What you need to do
All lines from the line containing "TARGET: red jacket" up to and including the last line of the listing below should be echoed exactly; no other lines belong in the response.

______________________________

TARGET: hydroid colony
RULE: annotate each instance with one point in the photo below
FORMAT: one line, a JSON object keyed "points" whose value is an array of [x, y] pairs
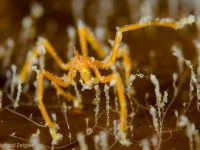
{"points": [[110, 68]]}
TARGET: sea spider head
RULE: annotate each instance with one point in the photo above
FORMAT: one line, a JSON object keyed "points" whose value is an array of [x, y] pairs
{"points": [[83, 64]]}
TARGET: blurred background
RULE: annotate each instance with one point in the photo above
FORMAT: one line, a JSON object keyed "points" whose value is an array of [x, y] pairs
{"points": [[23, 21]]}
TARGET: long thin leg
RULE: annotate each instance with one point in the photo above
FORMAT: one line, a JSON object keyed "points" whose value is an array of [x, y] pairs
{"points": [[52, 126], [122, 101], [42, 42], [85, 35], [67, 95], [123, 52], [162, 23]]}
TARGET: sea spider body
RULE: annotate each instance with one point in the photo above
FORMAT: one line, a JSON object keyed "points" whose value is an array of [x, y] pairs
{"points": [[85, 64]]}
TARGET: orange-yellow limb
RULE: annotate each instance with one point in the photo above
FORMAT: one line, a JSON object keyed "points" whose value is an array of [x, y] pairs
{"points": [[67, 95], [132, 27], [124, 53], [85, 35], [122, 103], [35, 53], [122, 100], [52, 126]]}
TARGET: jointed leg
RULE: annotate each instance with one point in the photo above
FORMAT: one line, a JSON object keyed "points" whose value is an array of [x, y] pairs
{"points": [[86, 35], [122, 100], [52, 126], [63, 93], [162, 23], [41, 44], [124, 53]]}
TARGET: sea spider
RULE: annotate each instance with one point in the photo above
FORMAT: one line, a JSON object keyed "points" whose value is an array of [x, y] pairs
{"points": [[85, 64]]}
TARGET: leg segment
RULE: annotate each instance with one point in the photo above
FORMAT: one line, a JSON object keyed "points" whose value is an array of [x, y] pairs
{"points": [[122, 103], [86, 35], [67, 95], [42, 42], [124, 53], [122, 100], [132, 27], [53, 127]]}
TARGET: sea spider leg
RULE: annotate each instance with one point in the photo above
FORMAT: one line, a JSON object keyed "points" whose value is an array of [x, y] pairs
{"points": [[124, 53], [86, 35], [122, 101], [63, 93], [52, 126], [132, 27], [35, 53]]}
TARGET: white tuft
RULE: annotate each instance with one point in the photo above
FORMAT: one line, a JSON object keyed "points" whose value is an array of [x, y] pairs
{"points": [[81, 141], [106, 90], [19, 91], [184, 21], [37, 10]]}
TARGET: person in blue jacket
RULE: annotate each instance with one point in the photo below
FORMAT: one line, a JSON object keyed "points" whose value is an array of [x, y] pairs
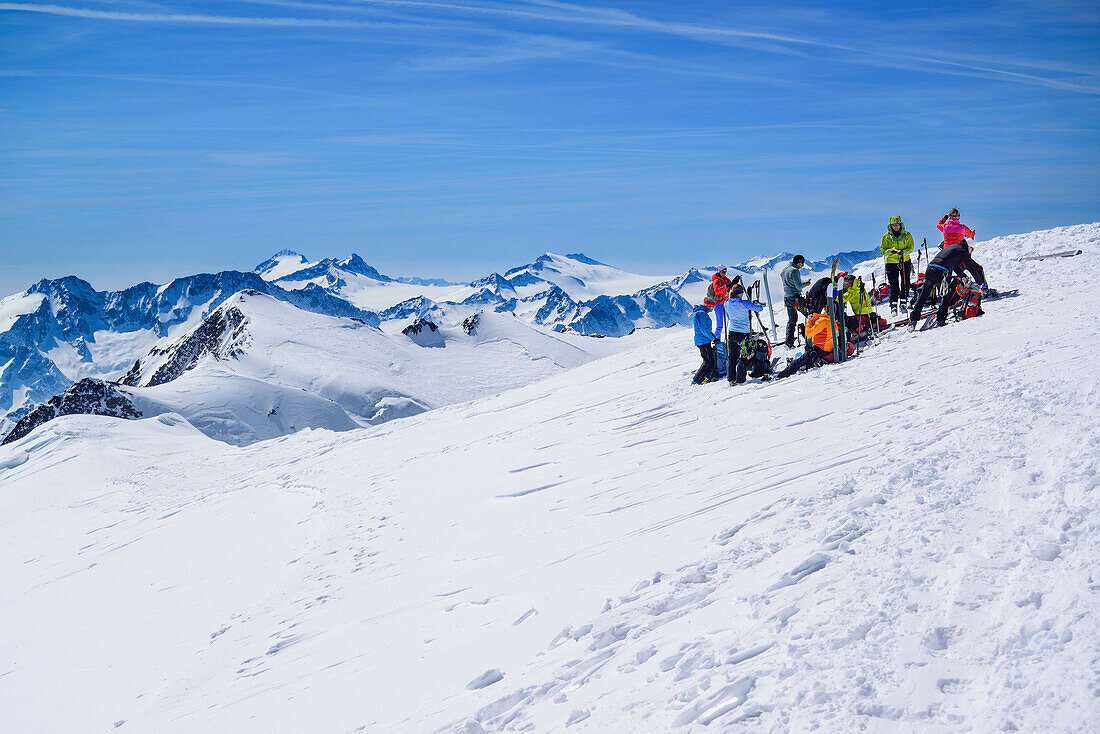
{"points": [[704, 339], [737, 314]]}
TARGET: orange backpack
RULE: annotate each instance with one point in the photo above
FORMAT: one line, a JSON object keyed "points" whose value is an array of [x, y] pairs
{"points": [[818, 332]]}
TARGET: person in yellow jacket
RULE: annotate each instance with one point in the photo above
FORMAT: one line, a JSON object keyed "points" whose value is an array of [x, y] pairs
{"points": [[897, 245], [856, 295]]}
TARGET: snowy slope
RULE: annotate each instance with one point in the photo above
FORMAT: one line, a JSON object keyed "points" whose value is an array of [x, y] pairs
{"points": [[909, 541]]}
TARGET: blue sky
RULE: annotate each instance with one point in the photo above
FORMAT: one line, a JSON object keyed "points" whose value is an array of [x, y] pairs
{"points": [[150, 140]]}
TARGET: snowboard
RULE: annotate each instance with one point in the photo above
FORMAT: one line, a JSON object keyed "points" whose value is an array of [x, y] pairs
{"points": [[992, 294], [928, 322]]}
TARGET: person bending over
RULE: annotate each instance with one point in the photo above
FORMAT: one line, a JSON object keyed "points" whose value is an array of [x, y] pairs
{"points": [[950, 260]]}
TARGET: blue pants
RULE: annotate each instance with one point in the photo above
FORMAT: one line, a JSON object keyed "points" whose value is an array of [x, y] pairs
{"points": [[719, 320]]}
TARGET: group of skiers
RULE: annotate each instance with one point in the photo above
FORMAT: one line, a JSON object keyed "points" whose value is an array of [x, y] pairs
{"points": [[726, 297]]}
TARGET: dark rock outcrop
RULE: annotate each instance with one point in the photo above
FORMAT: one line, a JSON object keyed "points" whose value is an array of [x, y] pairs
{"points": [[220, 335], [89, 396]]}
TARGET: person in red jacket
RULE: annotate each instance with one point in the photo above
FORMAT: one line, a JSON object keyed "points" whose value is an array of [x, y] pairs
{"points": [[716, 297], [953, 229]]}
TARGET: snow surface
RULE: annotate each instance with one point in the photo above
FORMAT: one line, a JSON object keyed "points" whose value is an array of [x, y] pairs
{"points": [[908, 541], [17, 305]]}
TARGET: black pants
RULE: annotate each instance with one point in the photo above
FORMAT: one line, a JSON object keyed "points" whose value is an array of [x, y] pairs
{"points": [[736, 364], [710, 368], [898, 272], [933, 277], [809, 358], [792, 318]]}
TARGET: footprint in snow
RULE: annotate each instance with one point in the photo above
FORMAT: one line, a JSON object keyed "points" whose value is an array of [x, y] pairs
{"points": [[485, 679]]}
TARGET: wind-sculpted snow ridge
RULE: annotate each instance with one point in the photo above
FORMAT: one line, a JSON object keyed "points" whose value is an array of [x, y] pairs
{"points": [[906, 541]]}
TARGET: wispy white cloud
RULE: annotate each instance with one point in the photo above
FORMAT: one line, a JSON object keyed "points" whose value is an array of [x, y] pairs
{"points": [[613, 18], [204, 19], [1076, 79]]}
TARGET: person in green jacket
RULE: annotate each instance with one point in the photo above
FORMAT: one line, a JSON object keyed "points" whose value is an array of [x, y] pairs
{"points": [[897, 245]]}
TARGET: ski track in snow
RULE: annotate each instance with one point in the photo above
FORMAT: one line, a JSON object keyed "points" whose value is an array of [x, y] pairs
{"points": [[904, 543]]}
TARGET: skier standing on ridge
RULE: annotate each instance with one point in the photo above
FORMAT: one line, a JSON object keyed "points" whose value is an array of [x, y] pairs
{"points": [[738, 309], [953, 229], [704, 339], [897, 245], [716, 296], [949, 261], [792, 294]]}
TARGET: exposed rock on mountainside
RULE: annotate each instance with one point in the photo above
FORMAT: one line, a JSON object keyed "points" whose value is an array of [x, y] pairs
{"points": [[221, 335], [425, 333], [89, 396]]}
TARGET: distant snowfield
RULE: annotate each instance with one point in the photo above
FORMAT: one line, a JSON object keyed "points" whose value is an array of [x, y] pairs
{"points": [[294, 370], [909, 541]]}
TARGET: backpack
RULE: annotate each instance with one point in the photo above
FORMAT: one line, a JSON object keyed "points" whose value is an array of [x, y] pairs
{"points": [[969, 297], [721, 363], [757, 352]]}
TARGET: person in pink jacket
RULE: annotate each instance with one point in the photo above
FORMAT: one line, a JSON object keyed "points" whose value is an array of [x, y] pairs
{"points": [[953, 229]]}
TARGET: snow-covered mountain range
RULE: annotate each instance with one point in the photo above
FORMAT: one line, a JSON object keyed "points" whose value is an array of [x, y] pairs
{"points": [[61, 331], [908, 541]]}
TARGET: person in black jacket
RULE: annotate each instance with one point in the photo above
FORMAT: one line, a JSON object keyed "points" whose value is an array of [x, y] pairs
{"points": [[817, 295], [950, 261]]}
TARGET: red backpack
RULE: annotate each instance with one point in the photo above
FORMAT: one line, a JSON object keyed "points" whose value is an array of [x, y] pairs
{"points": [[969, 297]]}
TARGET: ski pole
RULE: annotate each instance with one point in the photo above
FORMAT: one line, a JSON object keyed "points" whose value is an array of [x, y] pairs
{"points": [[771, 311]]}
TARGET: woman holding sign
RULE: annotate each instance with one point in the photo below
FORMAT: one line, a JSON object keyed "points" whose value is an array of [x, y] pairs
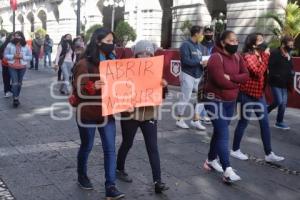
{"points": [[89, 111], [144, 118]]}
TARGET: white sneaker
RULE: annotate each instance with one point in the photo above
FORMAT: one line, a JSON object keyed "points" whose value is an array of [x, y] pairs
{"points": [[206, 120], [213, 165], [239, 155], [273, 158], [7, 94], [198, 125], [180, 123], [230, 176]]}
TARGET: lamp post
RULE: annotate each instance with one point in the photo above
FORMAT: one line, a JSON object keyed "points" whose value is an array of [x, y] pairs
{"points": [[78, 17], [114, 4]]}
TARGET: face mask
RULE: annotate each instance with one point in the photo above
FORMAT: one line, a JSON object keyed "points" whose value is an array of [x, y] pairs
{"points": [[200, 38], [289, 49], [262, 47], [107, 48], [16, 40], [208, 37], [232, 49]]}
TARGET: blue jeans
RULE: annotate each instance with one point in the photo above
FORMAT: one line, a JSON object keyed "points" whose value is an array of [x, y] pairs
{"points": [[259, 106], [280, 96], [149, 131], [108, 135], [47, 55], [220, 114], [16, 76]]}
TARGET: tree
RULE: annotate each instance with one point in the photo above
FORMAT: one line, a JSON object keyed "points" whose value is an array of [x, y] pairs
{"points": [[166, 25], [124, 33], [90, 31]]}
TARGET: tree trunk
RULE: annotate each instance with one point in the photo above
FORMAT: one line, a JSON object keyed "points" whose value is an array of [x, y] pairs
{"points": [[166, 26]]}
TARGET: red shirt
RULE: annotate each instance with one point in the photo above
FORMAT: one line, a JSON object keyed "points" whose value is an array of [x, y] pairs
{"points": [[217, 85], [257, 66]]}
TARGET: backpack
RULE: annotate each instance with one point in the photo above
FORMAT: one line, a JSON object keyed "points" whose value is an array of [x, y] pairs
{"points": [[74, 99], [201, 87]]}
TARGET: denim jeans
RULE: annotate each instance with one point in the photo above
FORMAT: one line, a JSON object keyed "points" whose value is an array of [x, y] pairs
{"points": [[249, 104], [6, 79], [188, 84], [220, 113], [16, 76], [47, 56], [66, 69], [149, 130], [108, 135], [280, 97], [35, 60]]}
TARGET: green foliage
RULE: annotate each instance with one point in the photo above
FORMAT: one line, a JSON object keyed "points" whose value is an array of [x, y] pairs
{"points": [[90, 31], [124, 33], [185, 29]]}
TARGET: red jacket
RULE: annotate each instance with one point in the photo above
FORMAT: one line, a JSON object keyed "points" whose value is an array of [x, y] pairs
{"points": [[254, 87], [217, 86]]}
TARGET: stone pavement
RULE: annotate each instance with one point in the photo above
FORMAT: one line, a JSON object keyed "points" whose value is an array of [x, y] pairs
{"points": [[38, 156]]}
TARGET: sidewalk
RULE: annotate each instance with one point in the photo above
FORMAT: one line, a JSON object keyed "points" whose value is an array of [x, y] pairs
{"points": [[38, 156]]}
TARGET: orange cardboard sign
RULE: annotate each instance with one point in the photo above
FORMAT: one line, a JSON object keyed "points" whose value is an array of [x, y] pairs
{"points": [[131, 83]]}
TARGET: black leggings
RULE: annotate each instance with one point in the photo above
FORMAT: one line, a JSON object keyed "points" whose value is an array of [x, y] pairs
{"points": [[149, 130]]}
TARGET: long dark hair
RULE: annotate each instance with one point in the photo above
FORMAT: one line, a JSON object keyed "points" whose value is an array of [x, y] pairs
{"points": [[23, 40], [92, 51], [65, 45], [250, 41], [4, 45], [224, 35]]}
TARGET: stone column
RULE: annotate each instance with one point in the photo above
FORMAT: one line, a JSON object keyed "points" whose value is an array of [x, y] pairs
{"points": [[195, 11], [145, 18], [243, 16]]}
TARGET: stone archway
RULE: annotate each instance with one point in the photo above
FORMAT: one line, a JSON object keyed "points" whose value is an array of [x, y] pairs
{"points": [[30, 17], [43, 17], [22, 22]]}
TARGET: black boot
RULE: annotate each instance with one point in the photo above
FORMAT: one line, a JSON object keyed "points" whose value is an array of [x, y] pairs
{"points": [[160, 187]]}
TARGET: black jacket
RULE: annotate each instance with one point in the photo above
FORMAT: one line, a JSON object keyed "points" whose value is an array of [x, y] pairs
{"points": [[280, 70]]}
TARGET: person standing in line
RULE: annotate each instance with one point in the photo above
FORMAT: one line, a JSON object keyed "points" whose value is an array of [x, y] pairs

______________________________

Solution to the exercise
TARGET: red jacket
RULE: annotate each instance with one point in the photo above
FORMAT: one line, a JSON object keyed "points" whose value is an array of [x, y] pairs
{"points": [[254, 87], [217, 86]]}
TARGET: stone pavement
RULE: annotate each instance with one point in the photo above
FORMAT: one line, a JSON object keyed "points" whose value is an array of [x, y] pairs
{"points": [[38, 156]]}
TARGET: sidewalk
RULE: annotate each instance with one point in the photo above
FORMAT: one line, a JSON object keyed "points" whose value is an array of [x, y] pairs
{"points": [[38, 156]]}
TARGET: orange cardboard sign
RULE: annotate each instance with one point in the photo above
FORMAT: one line, a JSON object keyed "points" whose value is an array of [x, y] pairs
{"points": [[131, 83]]}
TARGET: black leggings
RULE: annotate each instance with one point in the photo above
FORMAT: one line, a JSON object keyed "points" whose value is an array of [x, y] pairs
{"points": [[149, 130]]}
TARGET: long dark hair
RULE: annotate each instance with one point in the photo above
FORMAT: one line, a JSON object keyed "points" whose value is an array of [x, y] pairs
{"points": [[23, 40], [92, 51], [65, 45], [250, 41], [4, 45], [224, 35]]}
TARGET: stone column
RULE: annotate each instance with one point in the photo above
FORMAT: one line, a JSON object keyed "points" whose value is an array of [x, y] pairs
{"points": [[195, 11], [145, 18], [243, 16]]}
TARGET: stone archway
RULE: annotate each instance with one point in the photo above
FORMAT: one line, a JSON object keyed "points" whose value is an array of [x, y] pairs
{"points": [[30, 17], [43, 17], [22, 22]]}
TARGET: black boot
RULE: annotate each instance with one point in the photo above
FORMAT: one line, a JSON object keyed "points" whose value is an array of [x, y] pairs
{"points": [[160, 187]]}
TARGET: black jacket
RULE: annotate each instance with one point in the photo above
FORMAT: one line, a JSON object keyed "points" whose value is an array of [x, y] pairs
{"points": [[280, 70]]}
TARGET: person standing in line
RULE: annotate each instance with one point in the photo above
FORMAT: one line, a JSON object keyed "points" whose value is an array of [x, y] pairs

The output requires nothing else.